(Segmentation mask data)

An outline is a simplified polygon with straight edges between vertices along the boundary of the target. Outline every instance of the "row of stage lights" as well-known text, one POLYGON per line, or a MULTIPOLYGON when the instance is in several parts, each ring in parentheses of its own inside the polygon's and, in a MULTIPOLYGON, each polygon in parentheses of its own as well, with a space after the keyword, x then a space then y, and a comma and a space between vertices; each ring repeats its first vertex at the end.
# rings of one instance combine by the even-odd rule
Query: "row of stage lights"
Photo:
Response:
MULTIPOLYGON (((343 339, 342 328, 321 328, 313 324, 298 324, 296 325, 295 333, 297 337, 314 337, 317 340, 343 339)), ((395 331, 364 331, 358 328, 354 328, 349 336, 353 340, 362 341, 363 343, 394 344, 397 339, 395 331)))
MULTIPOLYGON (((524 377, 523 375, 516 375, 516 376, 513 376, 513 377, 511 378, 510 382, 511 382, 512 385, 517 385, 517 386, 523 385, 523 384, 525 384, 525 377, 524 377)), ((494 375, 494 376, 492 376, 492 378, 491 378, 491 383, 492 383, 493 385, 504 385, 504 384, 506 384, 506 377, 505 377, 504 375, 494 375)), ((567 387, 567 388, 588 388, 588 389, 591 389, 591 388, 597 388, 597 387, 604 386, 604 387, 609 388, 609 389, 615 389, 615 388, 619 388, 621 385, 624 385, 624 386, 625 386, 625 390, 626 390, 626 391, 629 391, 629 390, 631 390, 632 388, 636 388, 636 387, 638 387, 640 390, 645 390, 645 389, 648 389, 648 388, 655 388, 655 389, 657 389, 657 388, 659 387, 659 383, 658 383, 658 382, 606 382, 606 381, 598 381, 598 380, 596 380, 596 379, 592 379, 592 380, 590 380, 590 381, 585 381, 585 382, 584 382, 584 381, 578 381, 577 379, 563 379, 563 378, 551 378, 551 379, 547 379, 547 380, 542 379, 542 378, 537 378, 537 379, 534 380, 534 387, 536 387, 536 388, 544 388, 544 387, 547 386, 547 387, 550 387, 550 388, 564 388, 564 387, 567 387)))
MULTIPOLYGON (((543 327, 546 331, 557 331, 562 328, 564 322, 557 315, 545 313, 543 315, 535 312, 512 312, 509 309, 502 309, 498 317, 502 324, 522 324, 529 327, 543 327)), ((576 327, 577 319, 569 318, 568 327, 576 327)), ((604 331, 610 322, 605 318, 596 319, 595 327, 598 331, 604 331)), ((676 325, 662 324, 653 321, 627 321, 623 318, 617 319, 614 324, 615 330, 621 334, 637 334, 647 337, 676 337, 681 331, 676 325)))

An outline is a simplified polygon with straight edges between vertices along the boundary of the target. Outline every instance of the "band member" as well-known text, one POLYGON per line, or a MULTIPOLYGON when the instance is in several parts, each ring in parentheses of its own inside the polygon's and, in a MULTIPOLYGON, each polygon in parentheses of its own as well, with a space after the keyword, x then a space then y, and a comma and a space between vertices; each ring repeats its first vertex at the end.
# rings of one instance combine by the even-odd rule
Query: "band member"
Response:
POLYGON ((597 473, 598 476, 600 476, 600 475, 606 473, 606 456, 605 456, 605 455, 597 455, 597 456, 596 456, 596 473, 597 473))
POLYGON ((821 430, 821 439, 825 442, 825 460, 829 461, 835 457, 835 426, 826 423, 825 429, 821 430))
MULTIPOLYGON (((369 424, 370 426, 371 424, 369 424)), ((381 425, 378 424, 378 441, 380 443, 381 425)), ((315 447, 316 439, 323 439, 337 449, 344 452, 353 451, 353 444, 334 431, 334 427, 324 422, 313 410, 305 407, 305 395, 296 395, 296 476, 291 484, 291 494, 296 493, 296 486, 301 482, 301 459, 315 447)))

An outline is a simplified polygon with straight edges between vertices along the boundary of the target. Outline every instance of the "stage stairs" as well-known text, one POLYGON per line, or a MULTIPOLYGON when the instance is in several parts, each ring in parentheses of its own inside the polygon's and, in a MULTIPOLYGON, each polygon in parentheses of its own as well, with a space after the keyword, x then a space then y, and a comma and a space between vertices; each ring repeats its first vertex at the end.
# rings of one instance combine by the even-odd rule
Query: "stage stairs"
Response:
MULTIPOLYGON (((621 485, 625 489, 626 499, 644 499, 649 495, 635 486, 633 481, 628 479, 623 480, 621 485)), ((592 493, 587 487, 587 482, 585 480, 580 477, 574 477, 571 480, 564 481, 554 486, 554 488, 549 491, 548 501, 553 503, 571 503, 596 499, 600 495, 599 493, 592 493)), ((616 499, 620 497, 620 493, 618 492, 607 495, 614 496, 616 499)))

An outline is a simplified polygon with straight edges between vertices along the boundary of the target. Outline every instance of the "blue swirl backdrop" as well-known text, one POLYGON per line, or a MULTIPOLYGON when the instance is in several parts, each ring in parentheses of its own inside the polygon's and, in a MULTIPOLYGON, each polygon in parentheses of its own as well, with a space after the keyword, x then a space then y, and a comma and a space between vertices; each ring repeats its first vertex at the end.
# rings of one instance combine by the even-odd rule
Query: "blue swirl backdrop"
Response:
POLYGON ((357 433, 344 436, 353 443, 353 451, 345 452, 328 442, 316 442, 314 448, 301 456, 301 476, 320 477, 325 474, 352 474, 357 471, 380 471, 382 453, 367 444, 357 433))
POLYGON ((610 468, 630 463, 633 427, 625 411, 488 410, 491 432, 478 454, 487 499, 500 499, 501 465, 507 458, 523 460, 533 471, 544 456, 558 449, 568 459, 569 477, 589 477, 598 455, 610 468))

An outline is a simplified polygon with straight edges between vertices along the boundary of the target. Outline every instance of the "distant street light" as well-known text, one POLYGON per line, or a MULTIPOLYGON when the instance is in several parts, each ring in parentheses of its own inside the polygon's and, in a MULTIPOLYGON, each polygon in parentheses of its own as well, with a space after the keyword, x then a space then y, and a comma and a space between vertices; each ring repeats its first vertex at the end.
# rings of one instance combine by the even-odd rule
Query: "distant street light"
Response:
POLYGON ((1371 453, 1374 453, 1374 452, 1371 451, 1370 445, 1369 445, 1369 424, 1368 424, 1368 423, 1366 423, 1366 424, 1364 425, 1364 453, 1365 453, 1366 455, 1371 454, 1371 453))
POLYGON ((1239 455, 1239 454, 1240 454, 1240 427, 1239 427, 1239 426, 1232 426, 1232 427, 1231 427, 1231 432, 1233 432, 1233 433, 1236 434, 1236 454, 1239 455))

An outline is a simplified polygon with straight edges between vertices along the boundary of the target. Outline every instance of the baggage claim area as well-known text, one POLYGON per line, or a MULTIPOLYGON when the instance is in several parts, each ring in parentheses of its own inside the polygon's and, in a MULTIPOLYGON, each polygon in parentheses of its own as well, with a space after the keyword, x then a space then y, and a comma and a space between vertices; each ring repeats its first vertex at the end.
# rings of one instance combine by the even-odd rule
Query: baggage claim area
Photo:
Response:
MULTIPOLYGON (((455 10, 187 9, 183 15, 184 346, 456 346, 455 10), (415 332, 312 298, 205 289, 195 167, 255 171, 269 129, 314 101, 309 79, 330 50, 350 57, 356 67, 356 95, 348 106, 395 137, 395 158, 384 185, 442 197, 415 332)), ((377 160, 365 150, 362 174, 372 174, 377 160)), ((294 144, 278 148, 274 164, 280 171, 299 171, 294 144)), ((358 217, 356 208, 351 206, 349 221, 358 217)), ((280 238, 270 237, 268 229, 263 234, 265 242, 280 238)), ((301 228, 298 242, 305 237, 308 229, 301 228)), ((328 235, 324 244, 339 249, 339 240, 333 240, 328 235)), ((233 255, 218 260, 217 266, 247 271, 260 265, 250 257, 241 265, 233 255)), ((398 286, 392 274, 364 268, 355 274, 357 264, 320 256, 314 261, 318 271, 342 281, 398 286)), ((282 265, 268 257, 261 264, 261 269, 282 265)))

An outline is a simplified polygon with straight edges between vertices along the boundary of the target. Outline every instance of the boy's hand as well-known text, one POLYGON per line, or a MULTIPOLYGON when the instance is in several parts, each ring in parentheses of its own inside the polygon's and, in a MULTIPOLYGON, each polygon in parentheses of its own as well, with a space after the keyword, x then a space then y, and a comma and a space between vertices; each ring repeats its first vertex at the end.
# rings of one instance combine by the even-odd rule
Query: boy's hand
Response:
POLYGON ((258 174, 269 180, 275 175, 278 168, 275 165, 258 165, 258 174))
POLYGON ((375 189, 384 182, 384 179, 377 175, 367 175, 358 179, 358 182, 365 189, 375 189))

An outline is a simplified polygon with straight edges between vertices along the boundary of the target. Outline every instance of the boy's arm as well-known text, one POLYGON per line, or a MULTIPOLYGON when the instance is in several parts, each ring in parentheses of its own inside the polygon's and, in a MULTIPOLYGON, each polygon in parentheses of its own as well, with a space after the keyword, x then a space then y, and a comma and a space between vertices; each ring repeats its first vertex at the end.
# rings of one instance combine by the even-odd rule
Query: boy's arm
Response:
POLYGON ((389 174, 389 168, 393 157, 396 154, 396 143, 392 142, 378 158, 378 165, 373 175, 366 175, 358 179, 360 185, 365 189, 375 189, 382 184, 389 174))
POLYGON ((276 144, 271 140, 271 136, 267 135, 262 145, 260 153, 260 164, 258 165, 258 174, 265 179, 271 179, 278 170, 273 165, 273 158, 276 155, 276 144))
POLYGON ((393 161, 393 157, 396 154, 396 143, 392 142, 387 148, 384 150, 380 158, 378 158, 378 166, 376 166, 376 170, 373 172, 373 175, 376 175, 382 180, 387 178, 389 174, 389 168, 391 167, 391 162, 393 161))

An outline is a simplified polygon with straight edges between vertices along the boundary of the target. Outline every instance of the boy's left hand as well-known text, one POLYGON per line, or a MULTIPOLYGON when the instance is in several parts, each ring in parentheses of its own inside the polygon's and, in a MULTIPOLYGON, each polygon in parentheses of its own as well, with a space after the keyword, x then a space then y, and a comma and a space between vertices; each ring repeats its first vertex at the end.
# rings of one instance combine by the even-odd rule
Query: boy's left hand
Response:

Problem description
Which lines of the records above hold the word "street"? Copy each of them.

Written answer
An outline is a simplified polygon with straight edges between vertices along the boundary of the target. Outline every instance of the "distant street light" as well-known text, one POLYGON per line, or a MULTIPOLYGON when the instance is in several parts, each ring in parentheses of its own inside the polygon's and, in a MULTIPOLYGON, each polygon in parentheses of its own as well, with a space after the keyword, x then a space then y, and a comma and a space between vertices; each ring repeats its first vertex at the end.
Query: "distant street light"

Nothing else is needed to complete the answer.